EXERCISE >> An exact copy of the records is required, minus the pictures they hold.

(Pointing dataset excerpts)

◇ ◇ ◇ ◇

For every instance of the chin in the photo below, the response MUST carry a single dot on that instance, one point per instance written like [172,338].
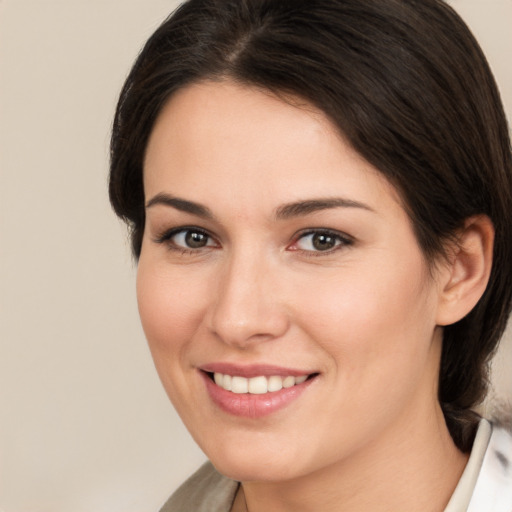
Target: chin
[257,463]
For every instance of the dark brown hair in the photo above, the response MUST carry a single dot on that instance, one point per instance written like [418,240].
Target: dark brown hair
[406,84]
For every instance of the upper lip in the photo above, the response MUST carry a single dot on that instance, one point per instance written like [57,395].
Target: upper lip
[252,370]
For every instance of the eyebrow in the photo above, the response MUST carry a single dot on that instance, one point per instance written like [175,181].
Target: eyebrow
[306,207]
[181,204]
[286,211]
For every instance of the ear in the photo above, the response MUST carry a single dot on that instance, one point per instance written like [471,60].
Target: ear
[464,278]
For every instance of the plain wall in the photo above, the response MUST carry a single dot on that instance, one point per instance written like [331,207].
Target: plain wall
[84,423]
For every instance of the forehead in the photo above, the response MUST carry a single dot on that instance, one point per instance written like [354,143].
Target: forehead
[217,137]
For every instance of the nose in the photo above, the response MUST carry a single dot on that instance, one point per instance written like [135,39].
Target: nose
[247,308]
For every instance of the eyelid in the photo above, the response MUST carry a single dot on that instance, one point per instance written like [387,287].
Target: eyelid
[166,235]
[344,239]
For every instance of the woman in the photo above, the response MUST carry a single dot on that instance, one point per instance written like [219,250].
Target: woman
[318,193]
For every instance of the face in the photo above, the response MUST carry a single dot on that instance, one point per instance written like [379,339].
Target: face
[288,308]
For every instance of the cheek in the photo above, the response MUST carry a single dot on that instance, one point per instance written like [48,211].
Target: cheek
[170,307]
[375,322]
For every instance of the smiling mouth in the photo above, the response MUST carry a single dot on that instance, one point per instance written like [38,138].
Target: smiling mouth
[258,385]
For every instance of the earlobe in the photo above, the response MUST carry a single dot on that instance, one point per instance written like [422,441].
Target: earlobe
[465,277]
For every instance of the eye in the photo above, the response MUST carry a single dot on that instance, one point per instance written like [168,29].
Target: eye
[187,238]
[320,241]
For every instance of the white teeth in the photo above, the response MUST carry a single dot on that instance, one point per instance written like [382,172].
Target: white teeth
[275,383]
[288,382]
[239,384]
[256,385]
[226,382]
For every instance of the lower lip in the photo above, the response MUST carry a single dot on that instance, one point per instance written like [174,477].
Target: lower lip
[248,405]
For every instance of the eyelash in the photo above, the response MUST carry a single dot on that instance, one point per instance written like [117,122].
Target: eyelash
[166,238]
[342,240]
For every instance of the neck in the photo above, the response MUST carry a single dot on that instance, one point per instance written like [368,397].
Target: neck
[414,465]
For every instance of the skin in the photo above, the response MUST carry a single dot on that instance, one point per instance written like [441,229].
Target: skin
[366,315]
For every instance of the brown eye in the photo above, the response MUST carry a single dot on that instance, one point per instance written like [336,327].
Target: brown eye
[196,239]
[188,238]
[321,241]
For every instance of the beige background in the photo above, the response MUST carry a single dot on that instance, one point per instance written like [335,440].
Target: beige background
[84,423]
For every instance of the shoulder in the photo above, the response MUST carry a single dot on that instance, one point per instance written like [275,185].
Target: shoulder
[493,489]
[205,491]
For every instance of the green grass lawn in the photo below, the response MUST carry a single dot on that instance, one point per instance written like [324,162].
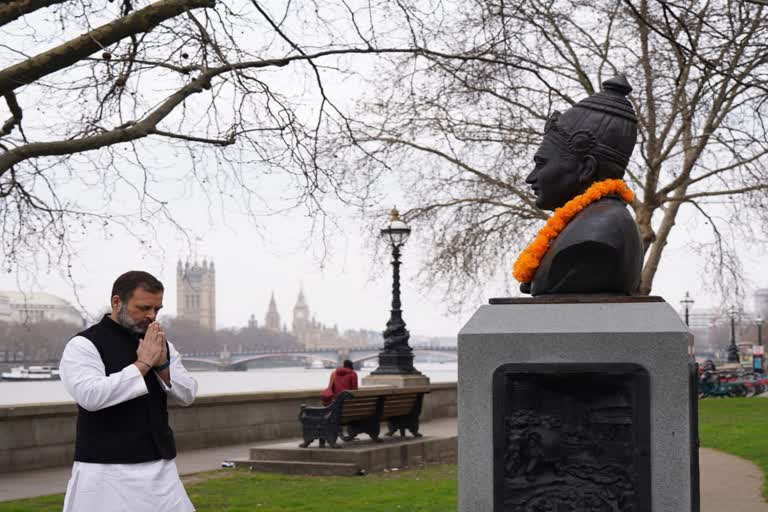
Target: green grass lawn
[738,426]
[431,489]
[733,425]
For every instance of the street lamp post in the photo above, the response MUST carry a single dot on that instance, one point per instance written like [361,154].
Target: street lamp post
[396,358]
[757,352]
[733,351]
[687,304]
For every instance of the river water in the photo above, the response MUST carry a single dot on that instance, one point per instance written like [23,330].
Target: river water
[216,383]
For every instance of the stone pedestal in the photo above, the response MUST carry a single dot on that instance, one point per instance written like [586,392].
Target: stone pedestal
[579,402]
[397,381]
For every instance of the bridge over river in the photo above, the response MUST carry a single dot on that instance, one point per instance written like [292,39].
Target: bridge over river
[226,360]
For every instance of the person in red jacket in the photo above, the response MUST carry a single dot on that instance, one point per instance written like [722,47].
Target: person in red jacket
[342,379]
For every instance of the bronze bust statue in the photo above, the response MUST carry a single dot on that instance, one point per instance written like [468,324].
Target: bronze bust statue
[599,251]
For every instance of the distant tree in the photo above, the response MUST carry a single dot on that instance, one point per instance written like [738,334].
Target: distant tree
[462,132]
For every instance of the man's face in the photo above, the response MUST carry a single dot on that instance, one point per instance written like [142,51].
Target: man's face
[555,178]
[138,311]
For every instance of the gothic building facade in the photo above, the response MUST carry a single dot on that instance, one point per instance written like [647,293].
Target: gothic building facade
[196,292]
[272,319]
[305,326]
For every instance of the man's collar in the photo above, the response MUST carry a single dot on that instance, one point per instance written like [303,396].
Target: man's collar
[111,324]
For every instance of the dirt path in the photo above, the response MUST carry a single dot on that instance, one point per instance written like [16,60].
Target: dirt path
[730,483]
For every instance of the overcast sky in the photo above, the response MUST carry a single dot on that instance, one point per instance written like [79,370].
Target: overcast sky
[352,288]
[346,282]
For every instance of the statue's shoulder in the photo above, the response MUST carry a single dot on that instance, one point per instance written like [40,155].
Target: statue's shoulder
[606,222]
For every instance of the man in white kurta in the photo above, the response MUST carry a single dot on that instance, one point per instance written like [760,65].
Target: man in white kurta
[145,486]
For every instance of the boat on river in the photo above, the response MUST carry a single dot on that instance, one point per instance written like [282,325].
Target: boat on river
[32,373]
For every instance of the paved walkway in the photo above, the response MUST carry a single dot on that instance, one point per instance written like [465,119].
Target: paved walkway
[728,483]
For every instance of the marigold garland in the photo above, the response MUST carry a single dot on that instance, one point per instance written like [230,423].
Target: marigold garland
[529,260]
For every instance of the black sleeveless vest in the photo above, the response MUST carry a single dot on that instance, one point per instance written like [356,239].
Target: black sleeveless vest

◇ ◇ ◇ ◇

EXERCISE ANSWER >>
For every instance of the chin in the photo below, the response MUST carry a single dot on that instance, one point per instance written like [172,338].
Target: chin
[257,463]
For every instance of the dark brown hair in the photo above, the response MUST carry a single dot on that instance, one point per instance written like [418,240].
Target: dark brown hair
[406,84]
For every instance of the upper lip in the photo above, the response MUST carry a single dot on that instance, one point per instance written like [57,395].
Target: upper lip
[252,370]
For every instance of the eyebrow in the photo above, the response MUST carry a single dot on that instance, one point per instance written like [175,181].
Target: eyebrow
[306,207]
[181,204]
[286,211]
For every instance of the ear in the photo above, the response MUST carry a single dot on that instance, one point per instance written like [471,60].
Target: ear
[464,278]
For every instance of the plain wall in the photo above, the response MUST carry a single dot on that instance, one point per instance written like [331,207].
Target: plain wall
[84,423]
For every instance of the forehead in the photo above, the response MUST carry a single dot on that instance, one point per instance written like [354,143].
Target: forehead
[217,137]
For every instance of the nose in the photo above, the response MUST carry a single dot on that instance, one point per instance written like [135,39].
Target: nose
[247,308]
For every instance of the eyelid in the photo above, the response MUST carry a single dot on that instance, one point per instance written like [387,287].
Target: eyelid
[166,235]
[344,239]
For every instance of the woman in the photo above, the response MUST carry a single dot on that instance, one point per instance written like [219,250].
Target: woman
[318,193]
For every instance of the face in the photo above, the response MUST carry a single dot on that instance, one point per instance written like [379,339].
Target: face
[288,308]
For every instance of the cheek in the photo above, the response MUST carry a single dot on that instance, one point per instance written like [48,211].
Target: cheek
[170,307]
[375,322]
For every instance of the smiling mouth in the photo above, the response MUST carry a single dot on that instance, one point per instance written like [38,138].
Target: smiling mouth
[258,385]
For every instance of the earlobe in the photo above, the response MUST carry a single dot on that instance, one point per instance written like [422,441].
Target: earlobe
[465,277]
For every instance of the eye in the photo above, the response MUST carry a single dot on that instance, one point per instance written like [168,29].
Target: eye
[187,238]
[320,241]
For every instance of the white teeth in the photo above, the response MUST carry a single dot on that instance, one point per instance written like [382,172].
Target: white teeth
[275,383]
[288,382]
[239,384]
[256,385]
[226,382]
For every instance of the lower lip in the photo above, the response MUST carry a single dot on that instance, one point per instance written like [174,477].
Target: lower lip
[248,405]
For every instance of the eyelash in the photo above, the response MUST carry a single dot on that instance, one point per instance written like [117,122].
Target: eyelash
[166,238]
[342,240]
For every instance of the neck in the photo above, the response MUST carry a single dot on that instance, one point per instance written like [368,397].
Target: neck
[414,465]
For every instance of the skin in the photo above, the response MUST carry a single dot on that instance, one point per instance written like [441,229].
Target: skin
[366,315]
For every instance of the brown eye in the photo above, the response MUST carry a single dot on that instance, one point per instance written like [336,327].
Target: brown eye
[196,239]
[188,238]
[321,241]
For every instance of the beige background in the photo above, the response MUST carry a single dot on that instance, one point per instance written like [335,440].
Target: beige background
[84,423]
For every instance of the shoulder in the photo above, the response MUST carry a single dot on that instance, one point per instance written like [275,185].
Target: shoulder
[493,489]
[205,491]
For every instance of the green grass lawn in the photo below, the response MUST carry a single dot on that instance, one point per instance written like [324,162].
Target: green grass lawn
[738,426]
[431,489]
[733,425]
For every instance of the street lamp post in the photo above, the response MUST carry a single dot on that instance, one point per instance written like [361,154].
Target: street lamp post
[396,358]
[757,352]
[733,351]
[687,304]
For every instance of the river water in the photo above, the response MUST carry a single dot on that instance, one point per instance written like [23,330].
Target: river water
[216,383]
For every instance of the stone pedestal in the photo above, the response MUST carry a single dot on that instance, one point per instance written like [586,392].
Target: stone pedestal
[579,402]
[397,381]
For every instance of the bridge over river in the photo above, the response MUST carry a single dot on that instance, one point per instance written like [292,39].
Target: bridge over river
[226,360]
For every instance of the person in red jacket in the photo above, the response MUST carry a single dot on that instance, one point per instance written like [722,47].
Target: person in red jacket
[342,379]
For every instance of the bronze bust statue in the photo above, the response MUST carry a single dot on that instance, one point per instance written like [468,324].
Target: bronze bust statue
[599,251]
For every instance of the distant tree in the photo above, the response MUST carry a single dot on that instance, one point per instance written like [738,334].
Target: distant tree
[462,132]
For every instance of the man's face in the photo above, the response MUST carry a single dot on that instance, one point per instance written like [142,51].
Target: man's face
[555,178]
[138,311]
For every instance of the gothic building facade in the photo above, the response MUST carry a single dot on that instance, one point per instance written like [647,293].
Target: gothic building facade
[196,292]
[272,319]
[305,326]
For every instance of the man's collar in the photo above, the response MUST carry a single dot on that instance, one point per instance written like [303,396].
Target: man's collar
[111,324]
For every instance of the dirt path in the photo above, the response MUST carry a single dot on that instance, one point per instance written like [16,60].
Target: dirt path
[730,483]
For every instance of the overcast sky in the photo above, the response MUST carry a single dot on that instance, one point per instance written like [79,370].
Target: overcast sky
[352,288]
[346,282]
For every instance of the statue's shoulder in the photo above, the response MUST carry a single dot on that instance, one point per instance written like [40,155].
Target: statue's shoulder
[606,222]
For every instance of the man in white kurta in the photo above, the response MUST carry a single dot on that instance, one point per instance written like [760,65].
Target: man in white kurta
[145,486]
For every instance of the boat on river in the photo above, the response MUST carry a single dot on that instance, one point per instance written like [282,325].
Target: boat on river
[32,373]
For every instance of the paved walkway in the photo above, the response MUST carry a single dot on that instance, one point per instance written like [465,119].
Target: paved walkway
[728,483]
For every instance of the marigold garland in the photo above, the response MUST carry a single dot on that instance, one point per instance written like [230,423].
Target: marigold garland
[529,260]
For every instance of the black sleeveless vest in the photo above, the response MUST carry a single dot on that instance, one point per instance written like [356,239].
Target: black sleeveless vest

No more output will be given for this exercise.